→ Given request 1: Pick out every line in the records below that contains the string "outline", and copy each one. Matching is case-sensitive.

→ Text section:
* START *

Back in the Game Now, and Some Ruminations on Crap in the Forums

Posted on: June 18, 2006

I am such a creature of habit. I've learned better by now: months ago, I was bemoaning my personal problems with Flickr because its interface bewildered me. But in the space of the last few weeks, I've gotten better and better—I'll just say I've gotten used to Flickr. And it's grown on me.

And, tipping the scales: I GOT A PRO FLICKR ACCOUNT!!!! :O Not by my own will or imagination, but I was gifted by a lovely contributor who shall remain anonymous. :D Said contributor already knows how happy I feel. It's kinda like a boxer taking a beating (aka getting NIPSAed) and then told:

 
"Kid, damnit, I know you're better than this. Don't tuck your tail between your legs like a coward and step out. Get back in, fight the good fight, and make me proud!"
 

… only more nicely. So, in a decisive reversal, since digitally divine intervention has thrown me back into the ring, I find myself using Flickr more. I feel dirty about it—not in a bad way, but dirty because I haven't gotten the hang of the ropes. That will come through extended usage, as it has with other tools I've used. But each time, I tend to forget. Yet, how can I, when signs & wonders are all around me?

Without getting too metaphysical, sometimes I get asked how I write so much. I'm described as "chatty" and "verbose". I don't see myself that way—infact, Torley sees himself|herself as traveling at a slow pace. But, if there's one thing I can count on, it's because I'm passionately persistent. I keep going. Not because I want to sometimes, or even that I have to, but because… it happens. And it's my "fate". (For lack of a better word.)

And… certainly not just about me. My "fate" is intertwined with others. There's been so many times I've almost given up on something in life, and felt scared. I wanted to run away and hide. But despite how I felt, it was the wrong thing to think about. The key, as always: return, dig deeper into this dirt, find out what kind of watermelon is growing under all the layers. When I make a move, someone will be there for me. As I am for them. (I should make a note of this blog entry next time I feel this way; for it surely will happen again.)

* END *

→ Supplied records:
* START *

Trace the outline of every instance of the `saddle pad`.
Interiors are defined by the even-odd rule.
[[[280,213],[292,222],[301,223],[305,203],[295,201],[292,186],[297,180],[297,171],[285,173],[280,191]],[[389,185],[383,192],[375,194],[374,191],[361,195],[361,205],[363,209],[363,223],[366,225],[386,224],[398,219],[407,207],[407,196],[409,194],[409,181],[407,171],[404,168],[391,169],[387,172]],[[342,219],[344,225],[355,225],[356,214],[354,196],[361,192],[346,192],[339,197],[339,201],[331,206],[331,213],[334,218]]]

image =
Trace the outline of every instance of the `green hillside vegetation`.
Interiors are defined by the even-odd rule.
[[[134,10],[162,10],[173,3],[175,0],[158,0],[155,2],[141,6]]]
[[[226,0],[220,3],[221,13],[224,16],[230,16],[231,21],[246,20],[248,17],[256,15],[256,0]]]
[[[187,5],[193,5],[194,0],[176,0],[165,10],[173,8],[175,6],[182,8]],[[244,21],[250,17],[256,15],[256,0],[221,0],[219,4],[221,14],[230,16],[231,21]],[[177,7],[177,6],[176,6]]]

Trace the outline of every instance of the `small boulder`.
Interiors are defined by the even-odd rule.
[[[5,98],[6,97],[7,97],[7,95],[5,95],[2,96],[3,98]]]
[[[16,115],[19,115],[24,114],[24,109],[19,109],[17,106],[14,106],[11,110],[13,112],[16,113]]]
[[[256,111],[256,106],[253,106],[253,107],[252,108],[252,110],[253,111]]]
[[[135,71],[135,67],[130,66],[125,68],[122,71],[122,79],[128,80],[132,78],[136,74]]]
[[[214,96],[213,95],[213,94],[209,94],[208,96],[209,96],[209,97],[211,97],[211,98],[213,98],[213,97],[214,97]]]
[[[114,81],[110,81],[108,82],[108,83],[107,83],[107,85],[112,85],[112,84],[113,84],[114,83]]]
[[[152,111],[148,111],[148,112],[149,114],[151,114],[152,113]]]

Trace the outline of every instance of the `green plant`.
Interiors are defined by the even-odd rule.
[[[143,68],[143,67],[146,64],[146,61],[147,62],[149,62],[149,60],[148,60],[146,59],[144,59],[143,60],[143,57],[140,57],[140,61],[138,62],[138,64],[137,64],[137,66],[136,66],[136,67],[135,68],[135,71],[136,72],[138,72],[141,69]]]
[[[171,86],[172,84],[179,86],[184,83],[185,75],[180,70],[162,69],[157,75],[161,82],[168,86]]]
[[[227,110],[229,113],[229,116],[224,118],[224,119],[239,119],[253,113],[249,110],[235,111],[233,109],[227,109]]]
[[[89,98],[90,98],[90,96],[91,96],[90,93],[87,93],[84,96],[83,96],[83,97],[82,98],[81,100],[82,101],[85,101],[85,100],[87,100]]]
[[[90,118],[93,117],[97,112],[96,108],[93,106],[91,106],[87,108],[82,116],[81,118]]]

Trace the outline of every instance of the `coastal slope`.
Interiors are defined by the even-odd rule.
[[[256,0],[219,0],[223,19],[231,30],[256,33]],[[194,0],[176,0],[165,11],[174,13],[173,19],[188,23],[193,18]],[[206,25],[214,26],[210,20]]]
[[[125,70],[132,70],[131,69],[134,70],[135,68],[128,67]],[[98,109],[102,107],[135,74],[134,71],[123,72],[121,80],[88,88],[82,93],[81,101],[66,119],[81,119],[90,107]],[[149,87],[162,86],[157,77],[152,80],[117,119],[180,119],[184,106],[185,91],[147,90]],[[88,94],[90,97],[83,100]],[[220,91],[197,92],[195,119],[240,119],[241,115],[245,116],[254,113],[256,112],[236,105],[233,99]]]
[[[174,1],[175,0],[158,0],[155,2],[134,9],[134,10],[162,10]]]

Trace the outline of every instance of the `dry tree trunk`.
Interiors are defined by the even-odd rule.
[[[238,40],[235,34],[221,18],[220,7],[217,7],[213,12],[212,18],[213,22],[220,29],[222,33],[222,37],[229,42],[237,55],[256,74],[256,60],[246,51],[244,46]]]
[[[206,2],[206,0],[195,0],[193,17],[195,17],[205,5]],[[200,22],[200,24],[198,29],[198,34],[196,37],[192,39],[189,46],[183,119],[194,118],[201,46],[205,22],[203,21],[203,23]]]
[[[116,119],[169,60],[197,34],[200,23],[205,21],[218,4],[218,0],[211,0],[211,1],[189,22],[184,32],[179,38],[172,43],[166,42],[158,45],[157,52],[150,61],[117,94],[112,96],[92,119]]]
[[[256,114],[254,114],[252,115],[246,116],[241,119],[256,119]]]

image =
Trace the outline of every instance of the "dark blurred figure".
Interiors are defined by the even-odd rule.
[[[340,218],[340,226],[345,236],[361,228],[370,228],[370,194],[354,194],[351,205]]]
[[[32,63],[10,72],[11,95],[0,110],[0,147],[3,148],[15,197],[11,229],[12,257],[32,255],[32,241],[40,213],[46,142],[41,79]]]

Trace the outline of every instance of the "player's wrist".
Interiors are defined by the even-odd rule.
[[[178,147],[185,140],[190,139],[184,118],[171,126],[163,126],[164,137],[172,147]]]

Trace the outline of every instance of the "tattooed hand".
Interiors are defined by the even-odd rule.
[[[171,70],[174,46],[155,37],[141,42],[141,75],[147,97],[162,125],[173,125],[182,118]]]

* END *

→ Given request 2: Duplicate the passage of the blog post above, starting at "Without getting too" and ending at "a better word.)".

→ Output 1:
Trace the outline of every instance of the `saddle pad`.
Trace the outline of every instance of the `green hillside vegetation`.
Trace the outline of every instance of the `small boulder`.
Trace the outline of every instance of the `green plant`.
Trace the outline of every instance of the `coastal slope`.
Trace the outline of every instance of the `dry tree trunk`.
Trace the outline of every instance of the "dark blurred figure".
Trace the outline of every instance of the "player's wrist".
Trace the outline of every instance of the "tattooed hand".

→ Output 2:
Without getting too metaphysical, sometimes I get asked how I write so much. I'm described as "chatty" and "verbose". I don't see myself that way—infact, Torley sees himself|herself as traveling at a slow pace. But, if there's one thing I can count on, it's because I'm passionately persistent. I keep going. Not because I want to sometimes, or even that I have to, but because… it happens. And it's my "fate". (For lack of a better word.)